::: DATA SHOWN

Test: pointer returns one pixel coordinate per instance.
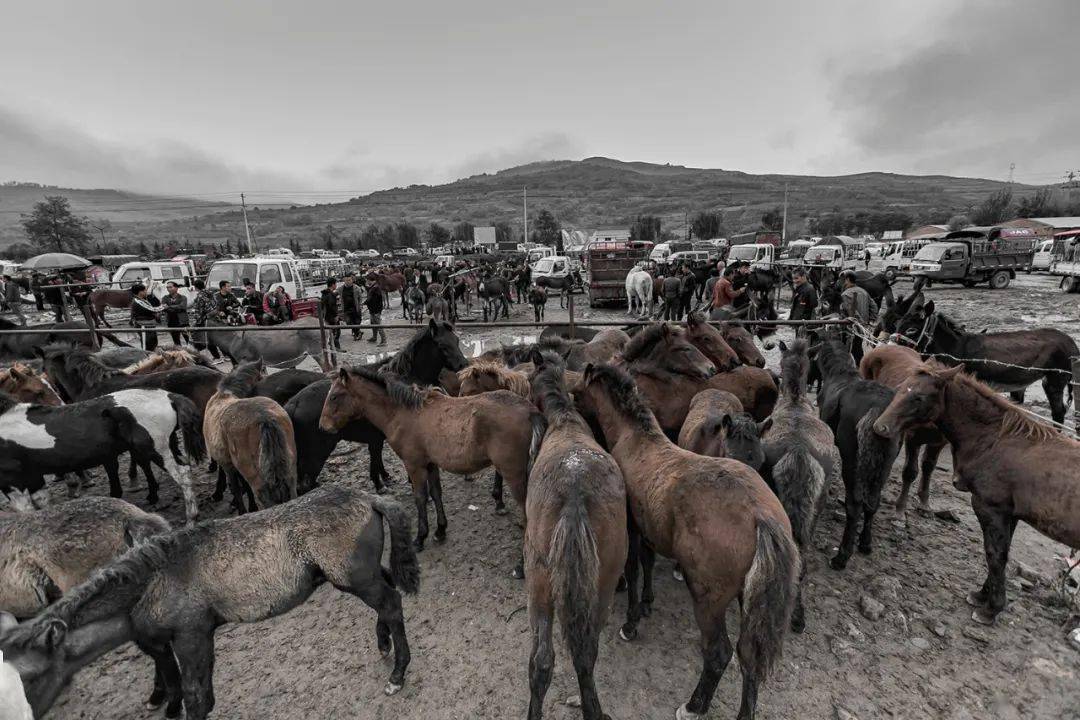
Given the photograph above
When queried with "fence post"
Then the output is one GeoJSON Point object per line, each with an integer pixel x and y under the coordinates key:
{"type": "Point", "coordinates": [572, 334]}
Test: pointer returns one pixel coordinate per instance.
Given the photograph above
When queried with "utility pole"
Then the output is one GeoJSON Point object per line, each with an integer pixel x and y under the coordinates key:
{"type": "Point", "coordinates": [783, 228]}
{"type": "Point", "coordinates": [247, 230]}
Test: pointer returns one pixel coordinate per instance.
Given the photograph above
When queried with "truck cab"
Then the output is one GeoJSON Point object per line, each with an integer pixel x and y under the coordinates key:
{"type": "Point", "coordinates": [154, 274]}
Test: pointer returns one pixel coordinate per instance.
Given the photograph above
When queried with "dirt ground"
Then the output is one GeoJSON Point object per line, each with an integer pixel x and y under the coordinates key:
{"type": "Point", "coordinates": [469, 633]}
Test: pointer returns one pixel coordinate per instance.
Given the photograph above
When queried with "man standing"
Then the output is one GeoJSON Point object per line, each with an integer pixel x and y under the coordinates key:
{"type": "Point", "coordinates": [859, 306]}
{"type": "Point", "coordinates": [145, 311]}
{"type": "Point", "coordinates": [375, 302]}
{"type": "Point", "coordinates": [804, 298]}
{"type": "Point", "coordinates": [253, 301]}
{"type": "Point", "coordinates": [176, 310]}
{"type": "Point", "coordinates": [328, 308]}
{"type": "Point", "coordinates": [352, 299]}
{"type": "Point", "coordinates": [13, 298]}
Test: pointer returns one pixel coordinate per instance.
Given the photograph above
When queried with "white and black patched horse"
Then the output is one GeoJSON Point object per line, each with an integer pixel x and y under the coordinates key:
{"type": "Point", "coordinates": [38, 440]}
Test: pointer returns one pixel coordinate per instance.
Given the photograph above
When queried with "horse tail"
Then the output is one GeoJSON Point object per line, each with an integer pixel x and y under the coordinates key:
{"type": "Point", "coordinates": [189, 424]}
{"type": "Point", "coordinates": [539, 424]}
{"type": "Point", "coordinates": [404, 568]}
{"type": "Point", "coordinates": [876, 453]}
{"type": "Point", "coordinates": [575, 565]}
{"type": "Point", "coordinates": [277, 470]}
{"type": "Point", "coordinates": [800, 485]}
{"type": "Point", "coordinates": [769, 592]}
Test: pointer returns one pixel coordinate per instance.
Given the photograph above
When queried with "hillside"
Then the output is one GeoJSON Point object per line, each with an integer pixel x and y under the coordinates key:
{"type": "Point", "coordinates": [115, 206]}
{"type": "Point", "coordinates": [583, 194]}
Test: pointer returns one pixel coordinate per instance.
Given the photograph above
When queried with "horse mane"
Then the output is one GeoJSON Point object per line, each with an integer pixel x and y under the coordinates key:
{"type": "Point", "coordinates": [626, 397]}
{"type": "Point", "coordinates": [241, 382]}
{"type": "Point", "coordinates": [643, 342]}
{"type": "Point", "coordinates": [135, 567]}
{"type": "Point", "coordinates": [794, 368]}
{"type": "Point", "coordinates": [401, 394]}
{"type": "Point", "coordinates": [507, 379]}
{"type": "Point", "coordinates": [1014, 421]}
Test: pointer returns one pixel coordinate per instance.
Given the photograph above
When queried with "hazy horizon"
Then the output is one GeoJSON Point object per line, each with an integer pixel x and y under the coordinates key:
{"type": "Point", "coordinates": [333, 99]}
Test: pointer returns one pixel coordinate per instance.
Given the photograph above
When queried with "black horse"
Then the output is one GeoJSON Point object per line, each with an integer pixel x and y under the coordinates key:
{"type": "Point", "coordinates": [850, 406]}
{"type": "Point", "coordinates": [1009, 362]}
{"type": "Point", "coordinates": [434, 348]}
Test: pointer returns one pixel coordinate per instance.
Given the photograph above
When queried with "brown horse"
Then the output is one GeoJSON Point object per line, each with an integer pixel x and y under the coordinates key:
{"type": "Point", "coordinates": [711, 342]}
{"type": "Point", "coordinates": [23, 383]}
{"type": "Point", "coordinates": [717, 518]}
{"type": "Point", "coordinates": [486, 377]}
{"type": "Point", "coordinates": [251, 438]}
{"type": "Point", "coordinates": [575, 543]}
{"type": "Point", "coordinates": [103, 298]}
{"type": "Point", "coordinates": [891, 365]}
{"type": "Point", "coordinates": [1015, 467]}
{"type": "Point", "coordinates": [431, 431]}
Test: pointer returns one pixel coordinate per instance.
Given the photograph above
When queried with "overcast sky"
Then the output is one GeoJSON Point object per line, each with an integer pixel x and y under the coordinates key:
{"type": "Point", "coordinates": [345, 96]}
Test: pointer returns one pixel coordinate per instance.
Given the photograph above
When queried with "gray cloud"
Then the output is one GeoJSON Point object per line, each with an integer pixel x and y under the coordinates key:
{"type": "Point", "coordinates": [994, 86]}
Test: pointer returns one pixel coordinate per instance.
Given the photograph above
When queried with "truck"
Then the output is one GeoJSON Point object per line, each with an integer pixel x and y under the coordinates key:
{"type": "Point", "coordinates": [975, 255]}
{"type": "Point", "coordinates": [607, 265]}
{"type": "Point", "coordinates": [267, 272]}
{"type": "Point", "coordinates": [1065, 261]}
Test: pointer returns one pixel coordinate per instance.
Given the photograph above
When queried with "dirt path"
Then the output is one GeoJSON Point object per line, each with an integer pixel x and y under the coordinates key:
{"type": "Point", "coordinates": [469, 633]}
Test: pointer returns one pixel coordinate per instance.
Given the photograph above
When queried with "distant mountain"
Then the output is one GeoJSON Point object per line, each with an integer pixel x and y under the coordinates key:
{"type": "Point", "coordinates": [117, 206]}
{"type": "Point", "coordinates": [583, 194]}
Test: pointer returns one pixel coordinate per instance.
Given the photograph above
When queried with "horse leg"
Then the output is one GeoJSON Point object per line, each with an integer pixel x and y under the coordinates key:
{"type": "Point", "coordinates": [716, 652]}
{"type": "Point", "coordinates": [930, 454]}
{"type": "Point", "coordinates": [998, 526]}
{"type": "Point", "coordinates": [542, 656]}
{"type": "Point", "coordinates": [907, 475]}
{"type": "Point", "coordinates": [194, 652]}
{"type": "Point", "coordinates": [500, 506]}
{"type": "Point", "coordinates": [166, 679]}
{"type": "Point", "coordinates": [436, 496]}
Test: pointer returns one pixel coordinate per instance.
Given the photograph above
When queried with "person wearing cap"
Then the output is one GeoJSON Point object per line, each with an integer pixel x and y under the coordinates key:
{"type": "Point", "coordinates": [328, 308]}
{"type": "Point", "coordinates": [145, 312]}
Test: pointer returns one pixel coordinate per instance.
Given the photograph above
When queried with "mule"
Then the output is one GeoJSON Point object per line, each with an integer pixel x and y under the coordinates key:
{"type": "Point", "coordinates": [251, 438]}
{"type": "Point", "coordinates": [430, 351]}
{"type": "Point", "coordinates": [1009, 362]}
{"type": "Point", "coordinates": [575, 541]}
{"type": "Point", "coordinates": [1015, 467]}
{"type": "Point", "coordinates": [431, 432]}
{"type": "Point", "coordinates": [801, 459]}
{"type": "Point", "coordinates": [850, 406]}
{"type": "Point", "coordinates": [717, 518]}
{"type": "Point", "coordinates": [891, 365]}
{"type": "Point", "coordinates": [38, 440]}
{"type": "Point", "coordinates": [170, 594]}
{"type": "Point", "coordinates": [716, 426]}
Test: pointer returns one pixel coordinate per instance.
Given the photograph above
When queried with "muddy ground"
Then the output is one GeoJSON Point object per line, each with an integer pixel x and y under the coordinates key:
{"type": "Point", "coordinates": [922, 659]}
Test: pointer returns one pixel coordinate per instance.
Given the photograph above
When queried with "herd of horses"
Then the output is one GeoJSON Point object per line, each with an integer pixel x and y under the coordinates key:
{"type": "Point", "coordinates": [618, 445]}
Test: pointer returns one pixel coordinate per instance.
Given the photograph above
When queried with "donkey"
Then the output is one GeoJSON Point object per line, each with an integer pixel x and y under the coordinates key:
{"type": "Point", "coordinates": [170, 594]}
{"type": "Point", "coordinates": [716, 426]}
{"type": "Point", "coordinates": [1014, 466]}
{"type": "Point", "coordinates": [251, 438]}
{"type": "Point", "coordinates": [891, 365]}
{"type": "Point", "coordinates": [1009, 362]}
{"type": "Point", "coordinates": [575, 542]}
{"type": "Point", "coordinates": [850, 406]}
{"type": "Point", "coordinates": [431, 350]}
{"type": "Point", "coordinates": [45, 554]}
{"type": "Point", "coordinates": [38, 440]}
{"type": "Point", "coordinates": [801, 458]}
{"type": "Point", "coordinates": [717, 518]}
{"type": "Point", "coordinates": [431, 431]}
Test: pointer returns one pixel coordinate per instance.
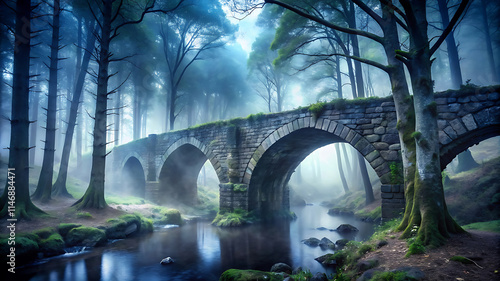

::::::

DIRECTIVE -
Filter the items above down to every line that contains the string "truck", and copy each of those lines unchanged.

ANSWER TO THIS TASK -
When queried with "truck cab"
When queried with "truck"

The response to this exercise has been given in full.